— begin —

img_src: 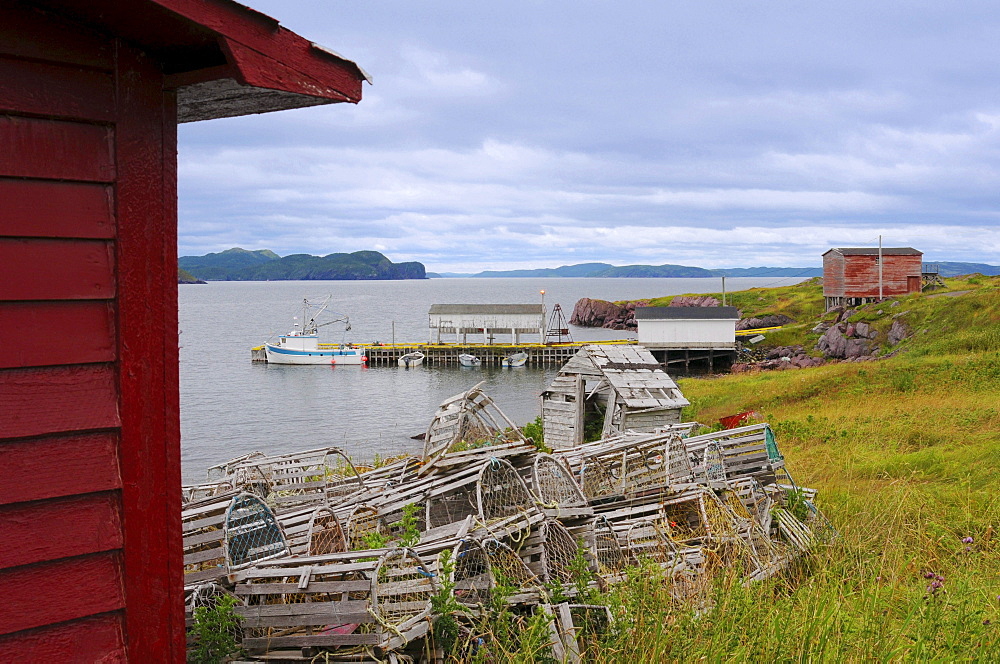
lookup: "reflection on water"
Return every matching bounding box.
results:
[180,279,792,482]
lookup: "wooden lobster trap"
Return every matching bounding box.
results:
[525,453,594,520]
[181,493,290,586]
[684,424,785,485]
[578,433,693,501]
[420,383,532,474]
[235,548,438,661]
[227,447,365,512]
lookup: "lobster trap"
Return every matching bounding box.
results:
[236,548,437,656]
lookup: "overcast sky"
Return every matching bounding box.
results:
[179,0,1000,272]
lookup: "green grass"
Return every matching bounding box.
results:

— end —

WHAT YOU NEED TO DO: Arrange every line of the entries above as a Markdown table with the columns "Row" and "Line", numbering each row and leaving out blank lines. Leave the pictures out of the table.

RESPONSE:
| Row | Line |
|---|---|
| 1 | img_src:  |
| 2 | lookup: "reflection on water" |
| 3 | Return every matching bounding box. |
| 4 | results: |
| 5 | [180,279,792,482] |
| 6 | lookup: "wooden lobster trap" |
| 7 | Return every matching bounding box. |
| 8 | results: |
| 9 | [525,453,594,520] |
| 10 | [181,493,290,586] |
| 11 | [684,424,785,485] |
| 12 | [578,433,693,501] |
| 13 | [420,383,532,474] |
| 14 | [235,548,438,661] |
| 15 | [227,447,365,512] |
| 16 | lookup: "lobster trap" |
| 17 | Return every matching bounding box. |
| 18 | results: |
| 19 | [236,548,437,656] |
| 20 | lookup: "overcast sky" |
| 21 | Return every matching bounding box. |
| 22 | results: |
| 23 | [179,0,1000,272] |
| 24 | lookup: "green grass" |
| 25 | Return every matching bounding box. |
| 26 | results: |